→ Problem requirements: Return all of the lines below exactly as they are.

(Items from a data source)
========================

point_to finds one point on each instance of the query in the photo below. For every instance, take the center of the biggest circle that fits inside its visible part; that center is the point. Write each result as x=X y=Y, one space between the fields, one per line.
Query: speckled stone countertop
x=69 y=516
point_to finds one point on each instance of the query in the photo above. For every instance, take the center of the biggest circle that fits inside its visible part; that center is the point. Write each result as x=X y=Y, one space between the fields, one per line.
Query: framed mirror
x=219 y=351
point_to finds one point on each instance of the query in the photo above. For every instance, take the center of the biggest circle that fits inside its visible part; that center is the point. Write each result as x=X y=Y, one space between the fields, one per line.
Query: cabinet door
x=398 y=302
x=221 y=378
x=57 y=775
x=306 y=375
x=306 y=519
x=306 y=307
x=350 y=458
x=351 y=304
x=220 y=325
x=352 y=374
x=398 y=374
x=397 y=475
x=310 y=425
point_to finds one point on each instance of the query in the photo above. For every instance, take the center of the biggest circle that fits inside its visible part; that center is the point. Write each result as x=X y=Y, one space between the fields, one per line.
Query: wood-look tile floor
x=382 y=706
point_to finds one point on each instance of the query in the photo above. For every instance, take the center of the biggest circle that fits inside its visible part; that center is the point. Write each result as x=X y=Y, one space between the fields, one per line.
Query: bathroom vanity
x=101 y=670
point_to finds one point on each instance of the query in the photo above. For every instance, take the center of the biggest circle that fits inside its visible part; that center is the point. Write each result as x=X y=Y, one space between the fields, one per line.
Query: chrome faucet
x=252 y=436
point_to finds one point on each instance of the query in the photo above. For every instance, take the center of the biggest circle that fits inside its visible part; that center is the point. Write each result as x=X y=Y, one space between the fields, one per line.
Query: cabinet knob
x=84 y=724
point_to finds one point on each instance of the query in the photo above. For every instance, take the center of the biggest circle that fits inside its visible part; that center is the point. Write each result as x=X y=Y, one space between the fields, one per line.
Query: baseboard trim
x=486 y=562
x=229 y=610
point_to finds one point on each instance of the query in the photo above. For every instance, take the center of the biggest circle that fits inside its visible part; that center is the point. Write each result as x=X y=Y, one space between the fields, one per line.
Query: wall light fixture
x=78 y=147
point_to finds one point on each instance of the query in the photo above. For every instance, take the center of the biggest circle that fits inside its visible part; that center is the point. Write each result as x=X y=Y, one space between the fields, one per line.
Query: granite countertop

========================

→ Exercise response:
point_to finds one point on each instance of the query in the photo below. For every instance, take the center of the biggest circle that fits inside its visible part; that center is the point. Write each result as x=X y=Y, one space between the fields, one per line.
Query: speckled stone countertop
x=69 y=516
point_to finds one point on each instance of the query in the photo above. For every instance, take the center of the biggest circle that fits inside its visible part; that center is the point. Write each result as x=X y=Y, one space between the fields, one per line.
Query: framed mirror
x=219 y=351
point_to finds one point on each instance of the query in the photo above. For every instance, take the center of the biggest circle that fits inside its visible part; that center is the point. Write each result as x=X y=Y, one space between the fields, one per line.
Query: cabinet door
x=398 y=302
x=221 y=378
x=57 y=775
x=306 y=375
x=306 y=519
x=306 y=307
x=350 y=458
x=351 y=304
x=220 y=325
x=352 y=374
x=398 y=374
x=397 y=475
x=310 y=425
point_to finds one point on each instance of the query in the photo above. For every instance, take the center of the biggest circle that fits inside its visible part; that center is the point. Write each result as x=X y=Y, one space between the fields, one per line.
Query: wood-look tile floor
x=382 y=706
point_to finds one point on each instance of the query in the photo above. For every instance, take the center of the biggest circle that fits inside its visible part; that center is the point. Write each result as x=X y=Y, one space between the fields, one per line.
Query: bathroom vanity
x=101 y=670
point_to finds one point on each instance of the query in the photo above. For every instance, take the center of the biggest circle that fits inside its visible part; that center is the point. Write each result as x=X y=Y, one space between the fields, one per line.
Query: chrome faucet
x=252 y=436
point_to finds one point on each instance of the query in the photo above. For every instance, take the center of the biggest circle that fits inside its visible part; that center is the point. Write each result as x=X y=Y, one space between the fields, one per line.
Query: cabinet knob
x=84 y=724
point_to finds one point on each instance of the query in the photo above. For every instance, take the center of the biggest circle that fits inside its visible part; that center is the point. Write each result as x=X y=Y, one space between the fields, one per line.
Query: baseboard trim
x=486 y=562
x=229 y=610
point_to finds one point on each instance of the query in the photo above. For every instance, take the center of the biggest circle that fits inside its visible part; that center is the point. Write each result as x=X y=Y, one space between the fields, one per line.
Query: wall light fixture
x=78 y=147
point_to finds one point on each instance of the query in the photo above. For every instance, take the center of the biggest circle that fits inside its visible part; that center is the point. Write each result as x=X y=Y, one space between the fields, one per line.
Query: granite countertop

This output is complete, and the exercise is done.